[Records contained in a dataset]
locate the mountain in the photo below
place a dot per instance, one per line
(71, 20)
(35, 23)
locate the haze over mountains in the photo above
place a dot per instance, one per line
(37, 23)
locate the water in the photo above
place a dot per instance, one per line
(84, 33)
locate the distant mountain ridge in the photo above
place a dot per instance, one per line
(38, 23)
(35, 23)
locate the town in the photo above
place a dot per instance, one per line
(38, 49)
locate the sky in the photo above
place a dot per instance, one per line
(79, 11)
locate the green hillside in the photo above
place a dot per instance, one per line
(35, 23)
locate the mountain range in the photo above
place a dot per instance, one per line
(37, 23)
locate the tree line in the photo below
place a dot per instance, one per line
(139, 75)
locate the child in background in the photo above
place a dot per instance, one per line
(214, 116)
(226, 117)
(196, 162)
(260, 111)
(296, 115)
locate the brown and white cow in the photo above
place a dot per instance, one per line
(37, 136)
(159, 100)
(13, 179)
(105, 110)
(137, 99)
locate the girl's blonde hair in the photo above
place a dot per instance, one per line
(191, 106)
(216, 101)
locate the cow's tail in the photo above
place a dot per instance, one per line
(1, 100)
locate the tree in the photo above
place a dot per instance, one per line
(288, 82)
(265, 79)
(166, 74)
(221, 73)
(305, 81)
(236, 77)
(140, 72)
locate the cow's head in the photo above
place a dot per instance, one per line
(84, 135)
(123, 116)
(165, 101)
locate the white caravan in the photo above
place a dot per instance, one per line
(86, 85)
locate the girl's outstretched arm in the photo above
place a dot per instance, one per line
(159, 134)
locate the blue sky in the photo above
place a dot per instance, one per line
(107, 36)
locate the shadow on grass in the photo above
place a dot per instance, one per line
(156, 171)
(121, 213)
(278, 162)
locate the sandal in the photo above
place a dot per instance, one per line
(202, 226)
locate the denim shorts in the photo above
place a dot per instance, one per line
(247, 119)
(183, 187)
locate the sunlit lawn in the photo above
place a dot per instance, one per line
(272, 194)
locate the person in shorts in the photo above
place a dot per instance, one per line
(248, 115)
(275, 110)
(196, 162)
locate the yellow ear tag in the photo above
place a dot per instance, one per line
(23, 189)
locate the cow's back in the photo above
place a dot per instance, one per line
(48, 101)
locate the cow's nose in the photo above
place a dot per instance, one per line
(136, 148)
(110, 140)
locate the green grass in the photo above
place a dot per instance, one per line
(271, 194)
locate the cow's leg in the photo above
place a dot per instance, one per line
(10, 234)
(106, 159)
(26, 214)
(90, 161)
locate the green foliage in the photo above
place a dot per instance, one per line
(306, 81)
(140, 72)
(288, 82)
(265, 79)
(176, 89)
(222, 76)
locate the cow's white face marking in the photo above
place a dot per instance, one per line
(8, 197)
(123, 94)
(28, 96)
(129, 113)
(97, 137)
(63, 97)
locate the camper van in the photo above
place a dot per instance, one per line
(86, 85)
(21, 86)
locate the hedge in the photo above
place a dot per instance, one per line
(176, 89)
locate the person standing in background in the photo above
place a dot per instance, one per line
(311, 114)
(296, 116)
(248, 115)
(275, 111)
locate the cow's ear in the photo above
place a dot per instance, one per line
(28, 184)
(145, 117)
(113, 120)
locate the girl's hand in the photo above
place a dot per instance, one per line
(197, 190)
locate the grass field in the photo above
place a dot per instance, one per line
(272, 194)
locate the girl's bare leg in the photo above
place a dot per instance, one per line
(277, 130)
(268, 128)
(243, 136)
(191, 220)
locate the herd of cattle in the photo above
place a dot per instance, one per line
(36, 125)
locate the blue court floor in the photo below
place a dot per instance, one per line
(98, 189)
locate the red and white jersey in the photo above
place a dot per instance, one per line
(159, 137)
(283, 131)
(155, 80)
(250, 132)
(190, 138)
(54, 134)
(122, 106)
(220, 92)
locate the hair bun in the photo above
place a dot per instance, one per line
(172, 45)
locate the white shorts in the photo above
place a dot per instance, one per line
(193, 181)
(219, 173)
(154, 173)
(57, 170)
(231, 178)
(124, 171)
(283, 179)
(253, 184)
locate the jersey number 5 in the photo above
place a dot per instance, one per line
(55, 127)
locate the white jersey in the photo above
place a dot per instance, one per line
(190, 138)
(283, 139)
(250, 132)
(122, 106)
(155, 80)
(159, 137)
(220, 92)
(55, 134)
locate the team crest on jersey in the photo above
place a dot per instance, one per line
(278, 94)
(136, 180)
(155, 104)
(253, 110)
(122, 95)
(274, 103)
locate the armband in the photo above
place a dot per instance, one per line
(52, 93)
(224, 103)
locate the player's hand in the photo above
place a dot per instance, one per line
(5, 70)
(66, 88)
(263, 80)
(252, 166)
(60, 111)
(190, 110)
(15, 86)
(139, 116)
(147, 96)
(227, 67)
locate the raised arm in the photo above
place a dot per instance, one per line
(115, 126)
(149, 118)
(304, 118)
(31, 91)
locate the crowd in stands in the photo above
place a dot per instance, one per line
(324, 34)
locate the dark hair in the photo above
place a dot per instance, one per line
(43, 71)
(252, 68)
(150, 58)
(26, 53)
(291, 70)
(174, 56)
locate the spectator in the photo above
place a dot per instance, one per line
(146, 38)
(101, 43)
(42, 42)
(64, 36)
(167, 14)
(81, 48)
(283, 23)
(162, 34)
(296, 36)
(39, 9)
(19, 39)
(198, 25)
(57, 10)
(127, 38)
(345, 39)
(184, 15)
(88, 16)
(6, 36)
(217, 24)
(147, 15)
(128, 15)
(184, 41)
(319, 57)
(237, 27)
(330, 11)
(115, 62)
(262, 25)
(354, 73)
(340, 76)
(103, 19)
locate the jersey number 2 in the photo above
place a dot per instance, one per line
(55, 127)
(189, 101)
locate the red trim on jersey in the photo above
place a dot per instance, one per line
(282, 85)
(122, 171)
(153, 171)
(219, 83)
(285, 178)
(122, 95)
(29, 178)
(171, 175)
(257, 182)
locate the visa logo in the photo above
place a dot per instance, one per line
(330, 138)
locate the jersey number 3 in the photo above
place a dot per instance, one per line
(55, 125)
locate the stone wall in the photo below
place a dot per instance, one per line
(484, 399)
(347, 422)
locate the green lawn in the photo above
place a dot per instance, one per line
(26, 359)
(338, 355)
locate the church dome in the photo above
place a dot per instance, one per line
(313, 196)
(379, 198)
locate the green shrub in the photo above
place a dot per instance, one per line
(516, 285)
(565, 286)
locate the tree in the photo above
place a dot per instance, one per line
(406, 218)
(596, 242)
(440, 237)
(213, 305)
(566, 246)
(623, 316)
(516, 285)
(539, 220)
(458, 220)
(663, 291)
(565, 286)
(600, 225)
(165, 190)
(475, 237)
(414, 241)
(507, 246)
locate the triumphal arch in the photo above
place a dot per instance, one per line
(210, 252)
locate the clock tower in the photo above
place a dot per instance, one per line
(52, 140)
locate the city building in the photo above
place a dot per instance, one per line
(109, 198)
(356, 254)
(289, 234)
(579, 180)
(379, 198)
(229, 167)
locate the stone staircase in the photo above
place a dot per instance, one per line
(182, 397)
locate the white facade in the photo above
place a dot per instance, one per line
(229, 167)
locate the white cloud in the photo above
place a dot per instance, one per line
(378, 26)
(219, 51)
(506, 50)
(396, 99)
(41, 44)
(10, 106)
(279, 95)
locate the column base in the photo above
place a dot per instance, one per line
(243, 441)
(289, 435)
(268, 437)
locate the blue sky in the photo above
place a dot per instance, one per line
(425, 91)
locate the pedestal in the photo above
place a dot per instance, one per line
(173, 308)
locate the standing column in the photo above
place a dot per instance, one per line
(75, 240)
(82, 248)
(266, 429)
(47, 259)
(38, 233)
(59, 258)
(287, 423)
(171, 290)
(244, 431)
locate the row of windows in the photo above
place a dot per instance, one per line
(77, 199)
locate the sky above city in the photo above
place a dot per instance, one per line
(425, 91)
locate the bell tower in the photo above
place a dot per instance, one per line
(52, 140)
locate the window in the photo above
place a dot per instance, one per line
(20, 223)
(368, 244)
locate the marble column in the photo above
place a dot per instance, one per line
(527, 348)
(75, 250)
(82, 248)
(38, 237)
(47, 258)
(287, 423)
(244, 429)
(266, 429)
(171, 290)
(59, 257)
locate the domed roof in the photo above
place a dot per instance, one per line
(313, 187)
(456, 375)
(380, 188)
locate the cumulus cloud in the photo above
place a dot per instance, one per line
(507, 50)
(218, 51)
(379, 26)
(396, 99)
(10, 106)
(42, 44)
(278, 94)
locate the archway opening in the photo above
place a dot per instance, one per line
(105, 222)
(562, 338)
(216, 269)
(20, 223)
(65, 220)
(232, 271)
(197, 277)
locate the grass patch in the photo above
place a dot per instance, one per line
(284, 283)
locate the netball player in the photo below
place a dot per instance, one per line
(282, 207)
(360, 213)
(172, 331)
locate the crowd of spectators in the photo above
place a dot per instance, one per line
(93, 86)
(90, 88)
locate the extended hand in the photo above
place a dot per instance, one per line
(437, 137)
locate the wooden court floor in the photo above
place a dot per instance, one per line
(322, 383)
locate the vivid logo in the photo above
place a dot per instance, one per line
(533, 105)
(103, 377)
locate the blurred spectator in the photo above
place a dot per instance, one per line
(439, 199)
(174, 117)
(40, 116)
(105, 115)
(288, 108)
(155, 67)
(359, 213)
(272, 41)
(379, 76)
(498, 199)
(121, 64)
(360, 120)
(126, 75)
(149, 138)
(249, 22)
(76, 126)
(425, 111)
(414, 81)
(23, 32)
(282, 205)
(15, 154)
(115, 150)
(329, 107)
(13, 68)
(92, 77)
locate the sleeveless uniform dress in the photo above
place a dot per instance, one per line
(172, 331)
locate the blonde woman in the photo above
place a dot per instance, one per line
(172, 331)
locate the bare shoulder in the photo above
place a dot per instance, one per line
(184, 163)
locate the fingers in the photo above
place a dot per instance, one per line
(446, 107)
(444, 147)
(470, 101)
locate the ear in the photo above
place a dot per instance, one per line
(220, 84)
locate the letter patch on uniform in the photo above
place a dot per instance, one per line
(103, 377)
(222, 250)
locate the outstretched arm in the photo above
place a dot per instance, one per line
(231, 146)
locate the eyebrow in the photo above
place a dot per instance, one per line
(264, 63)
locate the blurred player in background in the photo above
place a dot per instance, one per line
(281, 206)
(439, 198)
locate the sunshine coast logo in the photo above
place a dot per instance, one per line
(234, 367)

• [Problem details]: Starting with the line that contains "locate the ear in the photo above" and going on through the end of the entries, write out every line again and add 70 to each number in the answer coordinates.

• [Problem solution]:
locate the ear in the photo above
place a dot per instance, one per line
(290, 154)
locate the letter patch on uniform in the photo above
place a dot per instance, one per line
(173, 447)
(292, 320)
locate the outstretched arm in the photo above
place a dot per instance, one per line
(301, 216)
locate the eyebrow in the photo above
place a dot per instance, one per line
(334, 133)
locate the blurred player in background in the photo above
place a dot per instance, one per line
(351, 276)
(509, 268)
locate the sunshine coast logo in the photo above
place a dot per instance, one per line
(304, 437)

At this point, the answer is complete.